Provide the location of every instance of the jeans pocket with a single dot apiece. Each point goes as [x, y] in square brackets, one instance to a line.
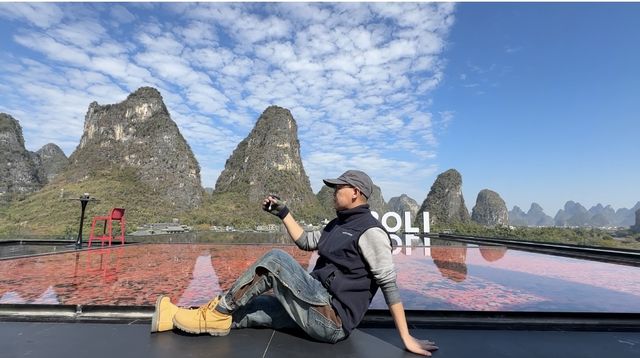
[322, 328]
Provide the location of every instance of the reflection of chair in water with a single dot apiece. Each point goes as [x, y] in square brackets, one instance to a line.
[117, 214]
[105, 262]
[492, 253]
[449, 257]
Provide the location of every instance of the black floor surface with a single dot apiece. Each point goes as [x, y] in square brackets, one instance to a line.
[96, 340]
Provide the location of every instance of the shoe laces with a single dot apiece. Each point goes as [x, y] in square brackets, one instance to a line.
[210, 306]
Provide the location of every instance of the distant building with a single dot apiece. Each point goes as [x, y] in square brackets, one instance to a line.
[162, 228]
[268, 228]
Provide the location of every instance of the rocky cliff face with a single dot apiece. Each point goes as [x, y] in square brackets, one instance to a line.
[20, 172]
[268, 161]
[402, 203]
[573, 214]
[517, 217]
[636, 227]
[445, 202]
[490, 209]
[138, 134]
[52, 160]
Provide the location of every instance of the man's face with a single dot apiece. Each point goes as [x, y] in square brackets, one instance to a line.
[343, 196]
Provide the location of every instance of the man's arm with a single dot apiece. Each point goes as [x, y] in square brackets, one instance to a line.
[417, 346]
[307, 242]
[376, 249]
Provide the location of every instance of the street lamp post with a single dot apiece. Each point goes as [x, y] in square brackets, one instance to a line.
[84, 200]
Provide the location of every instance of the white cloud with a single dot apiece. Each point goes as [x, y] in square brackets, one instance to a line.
[38, 14]
[356, 77]
[121, 14]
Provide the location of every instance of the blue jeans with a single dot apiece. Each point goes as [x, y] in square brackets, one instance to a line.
[298, 300]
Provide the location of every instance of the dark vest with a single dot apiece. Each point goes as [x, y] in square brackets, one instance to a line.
[341, 267]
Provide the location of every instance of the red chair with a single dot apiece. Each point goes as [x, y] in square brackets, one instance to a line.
[117, 214]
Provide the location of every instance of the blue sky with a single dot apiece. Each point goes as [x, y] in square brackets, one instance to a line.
[538, 102]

━━━━━━━━━━

Problem:
Leave out the pictures and copy the rest of the material above exactly.

Task answer:
Provide the location of every instance of the jeans pocket with a single dot apiece. Each point goes as [x, y] in square brackets, one instance to a line.
[322, 328]
Provide the location of every instance of the reflection of chair in water with a single dot apiece. Each point goes as [x, y] in square brackets, one instance to a line.
[117, 214]
[105, 262]
[492, 253]
[449, 257]
Provide the location of every instance of the black floor surface with a single dot apiece. Each point goes as [x, y] in square brackets, one instance to a line.
[96, 340]
Provide the location of every instance of the shoe laces with a single dot apiece. Each point goes as [x, y] in square brackets, one instance to a line.
[210, 306]
Provide the location of every instance of the distant building with a single dot apiece. Each point goes as [x, y] in square brackets, one instance to a line.
[162, 228]
[268, 228]
Provide the location of every instance of the rocky cliff face with a single dot apiece. Each point goes as [x, y] in square brackets, one instance to a line.
[20, 172]
[268, 161]
[402, 203]
[573, 214]
[517, 217]
[636, 227]
[445, 202]
[490, 209]
[138, 134]
[52, 160]
Provide the location of every instance of the man's face with a single dot apiece. Each point goes as [x, y] in square brackets, one instance to a line.
[343, 196]
Provide the location of every instance of the man's arm with a single dot apiece. Each point goes as [x, y] in square brackets, one instance to a line.
[417, 346]
[307, 242]
[376, 249]
Provide the location of every instance of the street lamp post with a single dot apiece. Each point goes as [x, y] in square brackets, one instance to a line.
[84, 200]
Provide the location of every instance of the white cloud with a single dot apiece. Each point goes as [x, y] in square brackets, one instance to a line.
[38, 14]
[356, 77]
[121, 14]
Provide the location of every instance of the blue jeans with a single dot apiece. Each point goes as [x, y] in square brackets, one instance to a line.
[298, 300]
Provide the location of every instance of the dark vest with a single dot apiece. Each point goes as [x, y] in square brackets, one instance to a line.
[341, 267]
Provide the location of every instance of the red chair with a single dot apiece. Each point goes as [x, y] in square brackets, one instance to a line.
[117, 214]
Provide the location of every instance of the blue sky with a single dot apiece. Each point goes as [x, y] in square brackets, one instance to a line.
[538, 102]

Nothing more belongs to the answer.